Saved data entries
=== Begin Enclosure ===

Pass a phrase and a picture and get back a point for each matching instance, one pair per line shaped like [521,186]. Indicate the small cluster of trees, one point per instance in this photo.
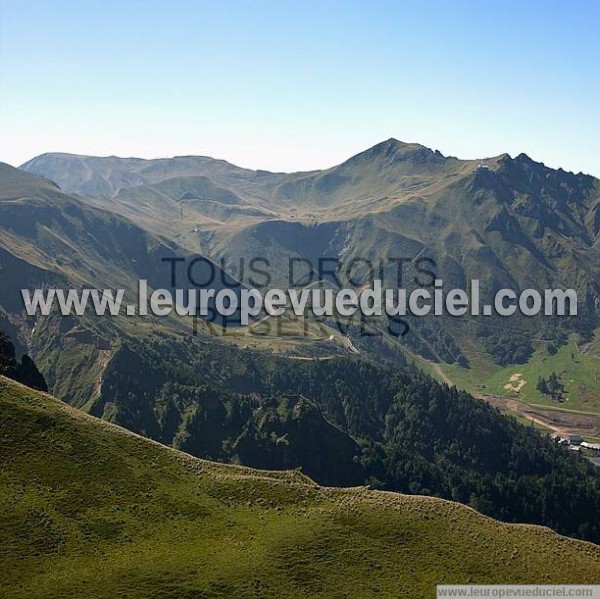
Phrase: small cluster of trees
[552,386]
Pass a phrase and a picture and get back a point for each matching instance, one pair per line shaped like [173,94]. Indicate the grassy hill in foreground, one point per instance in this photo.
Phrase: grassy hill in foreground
[88,509]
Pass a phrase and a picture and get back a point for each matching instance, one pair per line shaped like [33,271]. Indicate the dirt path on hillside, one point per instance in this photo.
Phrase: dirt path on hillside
[560,421]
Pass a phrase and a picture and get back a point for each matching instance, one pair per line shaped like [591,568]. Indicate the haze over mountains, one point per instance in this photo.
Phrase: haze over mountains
[345,408]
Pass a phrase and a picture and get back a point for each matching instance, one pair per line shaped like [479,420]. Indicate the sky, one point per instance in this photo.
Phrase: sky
[300,85]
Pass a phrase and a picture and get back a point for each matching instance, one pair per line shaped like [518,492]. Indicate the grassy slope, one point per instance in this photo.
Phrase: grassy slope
[88,509]
[578,368]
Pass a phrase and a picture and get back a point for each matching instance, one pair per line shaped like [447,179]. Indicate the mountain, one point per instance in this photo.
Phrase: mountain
[49,239]
[346,408]
[24,371]
[509,222]
[90,509]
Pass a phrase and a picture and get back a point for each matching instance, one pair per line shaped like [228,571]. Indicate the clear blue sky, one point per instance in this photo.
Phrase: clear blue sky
[300,85]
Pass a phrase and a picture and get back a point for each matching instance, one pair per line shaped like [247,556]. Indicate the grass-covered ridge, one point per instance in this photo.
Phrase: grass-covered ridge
[88,509]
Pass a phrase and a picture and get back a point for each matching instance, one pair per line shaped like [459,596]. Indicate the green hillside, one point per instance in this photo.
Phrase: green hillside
[90,510]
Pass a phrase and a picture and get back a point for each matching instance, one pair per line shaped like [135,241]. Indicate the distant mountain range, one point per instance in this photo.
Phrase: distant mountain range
[347,409]
[91,510]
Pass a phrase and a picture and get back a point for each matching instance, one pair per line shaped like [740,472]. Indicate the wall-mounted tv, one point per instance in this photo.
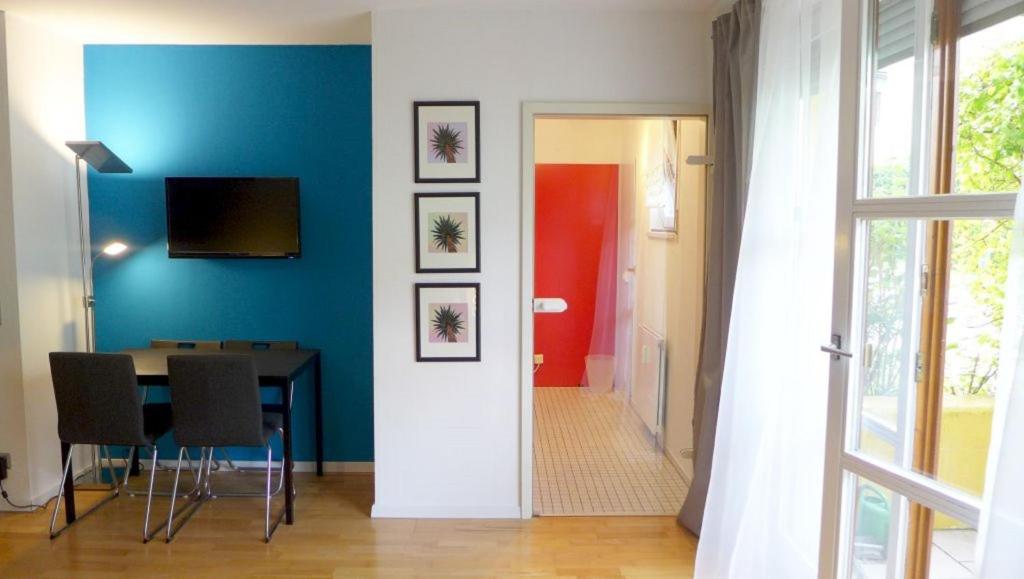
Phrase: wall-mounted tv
[232,217]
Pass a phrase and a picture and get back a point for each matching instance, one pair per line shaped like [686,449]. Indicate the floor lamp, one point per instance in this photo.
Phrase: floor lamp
[104,161]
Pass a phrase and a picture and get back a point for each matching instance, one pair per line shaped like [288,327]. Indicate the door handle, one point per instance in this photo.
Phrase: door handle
[836,348]
[837,353]
[550,305]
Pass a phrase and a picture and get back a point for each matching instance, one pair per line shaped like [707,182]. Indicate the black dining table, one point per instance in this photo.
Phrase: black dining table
[275,368]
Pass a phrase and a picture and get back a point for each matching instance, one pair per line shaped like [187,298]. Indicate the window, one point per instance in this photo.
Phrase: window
[941,161]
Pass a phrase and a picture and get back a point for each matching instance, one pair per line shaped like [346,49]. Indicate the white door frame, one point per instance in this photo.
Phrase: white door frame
[531,111]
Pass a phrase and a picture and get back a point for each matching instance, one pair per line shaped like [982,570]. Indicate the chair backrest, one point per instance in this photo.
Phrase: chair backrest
[260,344]
[97,399]
[215,400]
[185,344]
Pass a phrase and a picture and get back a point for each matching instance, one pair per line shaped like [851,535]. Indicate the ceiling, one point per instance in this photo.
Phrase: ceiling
[264,22]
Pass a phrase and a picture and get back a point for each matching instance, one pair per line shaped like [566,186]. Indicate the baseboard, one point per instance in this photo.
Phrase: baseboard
[455,511]
[299,466]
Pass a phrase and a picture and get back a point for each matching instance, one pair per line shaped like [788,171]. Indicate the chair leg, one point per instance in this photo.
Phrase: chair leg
[56,506]
[148,498]
[110,468]
[202,488]
[271,527]
[269,470]
[131,455]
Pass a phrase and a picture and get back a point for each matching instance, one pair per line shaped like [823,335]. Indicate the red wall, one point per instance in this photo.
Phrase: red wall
[577,215]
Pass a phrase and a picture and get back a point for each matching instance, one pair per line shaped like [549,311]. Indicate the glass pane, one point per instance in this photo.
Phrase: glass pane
[990,93]
[881,542]
[890,374]
[979,256]
[877,531]
[896,92]
[890,318]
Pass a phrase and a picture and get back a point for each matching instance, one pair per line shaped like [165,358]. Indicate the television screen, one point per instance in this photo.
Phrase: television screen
[232,217]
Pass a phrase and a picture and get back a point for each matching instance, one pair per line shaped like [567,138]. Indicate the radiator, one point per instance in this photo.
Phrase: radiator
[647,395]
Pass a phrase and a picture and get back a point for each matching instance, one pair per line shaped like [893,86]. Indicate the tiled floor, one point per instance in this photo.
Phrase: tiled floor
[592,456]
[952,557]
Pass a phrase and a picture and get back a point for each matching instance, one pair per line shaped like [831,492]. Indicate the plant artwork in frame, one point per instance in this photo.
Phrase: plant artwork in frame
[446,136]
[448,322]
[448,238]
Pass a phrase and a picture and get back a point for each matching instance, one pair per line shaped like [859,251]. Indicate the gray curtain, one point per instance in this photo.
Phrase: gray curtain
[735,38]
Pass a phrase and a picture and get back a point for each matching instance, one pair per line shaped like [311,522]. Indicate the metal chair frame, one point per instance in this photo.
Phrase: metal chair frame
[175,524]
[116,489]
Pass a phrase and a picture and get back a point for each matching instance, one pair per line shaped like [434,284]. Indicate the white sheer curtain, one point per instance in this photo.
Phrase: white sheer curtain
[763,512]
[1000,542]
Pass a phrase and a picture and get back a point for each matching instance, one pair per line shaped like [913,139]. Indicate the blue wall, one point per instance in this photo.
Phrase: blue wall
[242,111]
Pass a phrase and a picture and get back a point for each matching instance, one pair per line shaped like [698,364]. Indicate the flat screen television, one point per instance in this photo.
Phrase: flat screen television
[232,217]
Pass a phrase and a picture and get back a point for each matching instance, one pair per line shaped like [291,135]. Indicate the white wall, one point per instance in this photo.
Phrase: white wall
[446,436]
[45,107]
[12,433]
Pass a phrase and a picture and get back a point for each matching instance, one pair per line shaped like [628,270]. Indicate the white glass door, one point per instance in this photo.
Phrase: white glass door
[930,166]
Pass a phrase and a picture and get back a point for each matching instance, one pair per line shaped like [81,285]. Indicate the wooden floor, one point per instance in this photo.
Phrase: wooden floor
[335,537]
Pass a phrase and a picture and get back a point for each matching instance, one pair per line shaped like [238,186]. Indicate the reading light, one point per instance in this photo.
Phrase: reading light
[100,158]
[115,248]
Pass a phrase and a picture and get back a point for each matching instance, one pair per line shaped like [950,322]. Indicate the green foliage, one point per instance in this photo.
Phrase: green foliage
[448,324]
[446,234]
[990,132]
[989,157]
[445,142]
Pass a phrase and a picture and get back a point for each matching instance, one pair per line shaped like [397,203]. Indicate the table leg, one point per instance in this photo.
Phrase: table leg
[318,410]
[135,469]
[287,443]
[69,484]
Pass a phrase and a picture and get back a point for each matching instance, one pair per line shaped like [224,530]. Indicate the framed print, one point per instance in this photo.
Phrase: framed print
[662,183]
[446,136]
[448,233]
[448,322]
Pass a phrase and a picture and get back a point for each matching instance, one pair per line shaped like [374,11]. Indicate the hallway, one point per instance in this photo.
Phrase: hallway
[593,457]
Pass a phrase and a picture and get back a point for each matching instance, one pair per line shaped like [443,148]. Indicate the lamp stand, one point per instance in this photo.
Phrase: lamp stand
[88,301]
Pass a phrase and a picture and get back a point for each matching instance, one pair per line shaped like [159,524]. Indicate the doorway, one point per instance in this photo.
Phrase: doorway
[613,255]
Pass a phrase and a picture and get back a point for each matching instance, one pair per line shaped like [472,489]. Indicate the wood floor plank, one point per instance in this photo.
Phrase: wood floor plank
[334,537]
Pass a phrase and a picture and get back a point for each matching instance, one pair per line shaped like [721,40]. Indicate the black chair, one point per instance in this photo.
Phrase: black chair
[250,345]
[215,401]
[98,404]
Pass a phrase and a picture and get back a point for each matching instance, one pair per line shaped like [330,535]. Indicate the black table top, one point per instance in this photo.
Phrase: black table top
[272,366]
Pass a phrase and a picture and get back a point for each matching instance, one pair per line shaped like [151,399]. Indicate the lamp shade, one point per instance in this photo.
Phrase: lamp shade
[98,156]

=== End Enclosure ===

### [PROBLEM DESCRIPTION]
Out of the entries above, write out only the lines between the line holding "shaped like [228,571]." and the line holding "range, one point per instance in this photo.", inclusive, each exactly as given.

### [ANSWER SECTION]
Pass a phrase and a picture and get back a point for each matching instance, one pair per line shaped like [228,571]. Indicate the clear blue sky, one point per instance in this photo.
Phrase: clear blue sky
[300,85]
Pass a phrase and a picture and get back a point for each matching instance, one pair per line shaped like [247,556]. Indicate the grass-covered ridge, one point per instance in this photo.
Phrase: grass-covered ridge
[88,509]
Pass a phrase and a picture and get back a point for each matching instance, one pair per line shaped like [459,596]. Indicate the green hillside, one point per instance in this photo.
Phrase: green hillside
[90,510]
Pass a phrase and a picture and get back a point for each matching instance, one pair per line shaped like [135,241]. Indicate the distant mountain range, one point per instance in this photo.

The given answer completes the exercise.